Return every row below unchanged, character for character.

### SOURCE MATERIAL ###

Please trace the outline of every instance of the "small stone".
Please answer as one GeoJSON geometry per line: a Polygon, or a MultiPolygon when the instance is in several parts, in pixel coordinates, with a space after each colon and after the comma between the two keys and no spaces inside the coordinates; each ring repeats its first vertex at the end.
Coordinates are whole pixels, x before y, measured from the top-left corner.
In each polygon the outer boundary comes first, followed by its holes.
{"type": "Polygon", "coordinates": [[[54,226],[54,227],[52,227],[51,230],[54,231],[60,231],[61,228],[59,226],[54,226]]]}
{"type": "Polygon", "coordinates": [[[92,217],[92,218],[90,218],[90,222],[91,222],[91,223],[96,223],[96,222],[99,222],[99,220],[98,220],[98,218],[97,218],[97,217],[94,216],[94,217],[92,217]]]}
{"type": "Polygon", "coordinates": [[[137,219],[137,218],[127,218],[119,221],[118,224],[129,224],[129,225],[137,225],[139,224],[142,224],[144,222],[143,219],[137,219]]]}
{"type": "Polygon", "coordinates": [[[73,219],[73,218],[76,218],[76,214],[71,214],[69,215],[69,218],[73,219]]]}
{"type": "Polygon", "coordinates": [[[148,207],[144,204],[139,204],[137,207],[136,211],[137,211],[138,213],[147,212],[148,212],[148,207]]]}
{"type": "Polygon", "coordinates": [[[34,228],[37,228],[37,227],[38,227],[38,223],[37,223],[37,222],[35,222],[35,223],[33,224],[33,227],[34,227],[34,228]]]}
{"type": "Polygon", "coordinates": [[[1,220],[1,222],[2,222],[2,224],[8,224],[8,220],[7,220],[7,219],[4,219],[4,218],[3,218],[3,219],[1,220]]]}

###

FINAL ANSWER:
Please trace the outline of every instance of the "small stone".
Please answer as one GeoJSON geometry per line: a Polygon, or a MultiPolygon when the instance is in several parts, in pixel coordinates, with a space after each colon and after the comma between the two keys and no spaces inside the coordinates; each ring repeats its first vertex at the end.
Coordinates are whole pixels, x before y, measured from the top-left corner.
In each polygon the outer boundary comes first, followed by its holes.
{"type": "Polygon", "coordinates": [[[54,226],[54,227],[52,227],[51,230],[54,231],[60,231],[61,228],[59,226],[54,226]]]}
{"type": "Polygon", "coordinates": [[[92,217],[92,218],[90,218],[90,222],[91,222],[91,223],[96,223],[96,222],[99,222],[99,220],[98,220],[98,218],[97,218],[97,217],[94,216],[94,217],[92,217]]]}
{"type": "Polygon", "coordinates": [[[137,219],[137,218],[127,218],[119,221],[118,224],[129,224],[129,225],[137,225],[139,224],[142,224],[144,222],[143,219],[137,219]]]}
{"type": "Polygon", "coordinates": [[[73,219],[73,218],[76,218],[76,214],[71,214],[69,215],[69,218],[73,219]]]}
{"type": "Polygon", "coordinates": [[[148,207],[144,204],[139,204],[137,207],[136,211],[137,211],[138,213],[147,212],[148,212],[148,207]]]}
{"type": "Polygon", "coordinates": [[[34,228],[37,228],[37,227],[38,227],[38,223],[37,223],[37,222],[35,222],[35,223],[33,224],[33,227],[34,227],[34,228]]]}
{"type": "Polygon", "coordinates": [[[1,220],[1,222],[2,222],[2,224],[8,224],[8,220],[7,220],[7,219],[4,219],[4,218],[3,218],[3,219],[1,220]]]}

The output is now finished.